------ Exercise inputs

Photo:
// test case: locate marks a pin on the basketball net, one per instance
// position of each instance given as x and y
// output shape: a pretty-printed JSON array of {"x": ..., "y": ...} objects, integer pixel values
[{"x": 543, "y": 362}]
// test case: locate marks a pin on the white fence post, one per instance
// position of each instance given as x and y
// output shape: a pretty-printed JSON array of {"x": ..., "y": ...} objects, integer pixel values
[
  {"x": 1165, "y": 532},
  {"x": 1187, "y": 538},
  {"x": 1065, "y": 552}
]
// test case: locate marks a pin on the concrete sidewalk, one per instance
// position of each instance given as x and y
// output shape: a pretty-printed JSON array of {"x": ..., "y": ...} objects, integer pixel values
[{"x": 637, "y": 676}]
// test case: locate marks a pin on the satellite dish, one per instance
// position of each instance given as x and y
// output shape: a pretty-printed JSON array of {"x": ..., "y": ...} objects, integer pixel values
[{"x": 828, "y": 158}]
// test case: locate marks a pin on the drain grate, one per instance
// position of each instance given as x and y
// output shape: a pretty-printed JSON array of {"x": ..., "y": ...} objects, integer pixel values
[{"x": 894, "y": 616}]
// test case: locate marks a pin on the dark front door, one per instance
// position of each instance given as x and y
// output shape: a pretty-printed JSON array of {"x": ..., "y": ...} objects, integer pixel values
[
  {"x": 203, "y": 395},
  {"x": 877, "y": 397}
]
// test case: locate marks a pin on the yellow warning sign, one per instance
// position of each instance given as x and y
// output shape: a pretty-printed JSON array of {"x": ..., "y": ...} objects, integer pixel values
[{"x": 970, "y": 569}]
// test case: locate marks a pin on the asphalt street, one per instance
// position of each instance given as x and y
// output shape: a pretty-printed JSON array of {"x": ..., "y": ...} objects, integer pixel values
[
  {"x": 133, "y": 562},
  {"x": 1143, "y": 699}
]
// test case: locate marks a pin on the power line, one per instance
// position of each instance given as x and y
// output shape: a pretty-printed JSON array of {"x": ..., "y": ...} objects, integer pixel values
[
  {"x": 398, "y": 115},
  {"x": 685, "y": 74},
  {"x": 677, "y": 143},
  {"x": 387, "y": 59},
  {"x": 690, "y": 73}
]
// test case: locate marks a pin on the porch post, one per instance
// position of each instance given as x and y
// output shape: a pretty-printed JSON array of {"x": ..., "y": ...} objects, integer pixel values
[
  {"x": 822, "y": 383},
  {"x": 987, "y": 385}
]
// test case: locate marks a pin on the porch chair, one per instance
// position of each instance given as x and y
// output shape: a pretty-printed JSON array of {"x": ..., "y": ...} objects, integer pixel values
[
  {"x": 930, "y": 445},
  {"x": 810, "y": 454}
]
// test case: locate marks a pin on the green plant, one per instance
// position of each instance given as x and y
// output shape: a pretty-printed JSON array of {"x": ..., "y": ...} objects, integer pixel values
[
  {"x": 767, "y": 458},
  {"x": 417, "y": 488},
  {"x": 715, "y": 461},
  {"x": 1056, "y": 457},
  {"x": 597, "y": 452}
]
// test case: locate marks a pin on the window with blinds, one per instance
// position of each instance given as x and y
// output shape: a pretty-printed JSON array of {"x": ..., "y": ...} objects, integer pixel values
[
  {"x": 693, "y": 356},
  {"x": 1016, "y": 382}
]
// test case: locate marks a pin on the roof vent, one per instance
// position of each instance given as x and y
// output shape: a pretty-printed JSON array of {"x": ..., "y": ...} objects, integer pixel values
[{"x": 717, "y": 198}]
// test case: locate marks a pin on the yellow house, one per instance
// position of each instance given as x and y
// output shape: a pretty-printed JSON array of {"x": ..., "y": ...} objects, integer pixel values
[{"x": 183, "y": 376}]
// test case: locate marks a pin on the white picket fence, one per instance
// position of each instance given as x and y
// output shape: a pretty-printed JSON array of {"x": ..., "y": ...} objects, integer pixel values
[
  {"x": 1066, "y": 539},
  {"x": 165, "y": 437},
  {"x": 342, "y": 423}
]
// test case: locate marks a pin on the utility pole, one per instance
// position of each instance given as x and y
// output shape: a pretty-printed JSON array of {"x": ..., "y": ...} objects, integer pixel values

------------

▶ Objective:
Copy out, unchanged, the lines of the entries above running from the line containing "pole, one per instance" through the last line of the entries, inclusive.

▶ Task output:
// test case: locate marks a pin on the utility pole, one per instance
// position of each instance given as x and y
// output shape: a pretty-printed JSON array of {"x": ..., "y": ...} objects, integer pixel values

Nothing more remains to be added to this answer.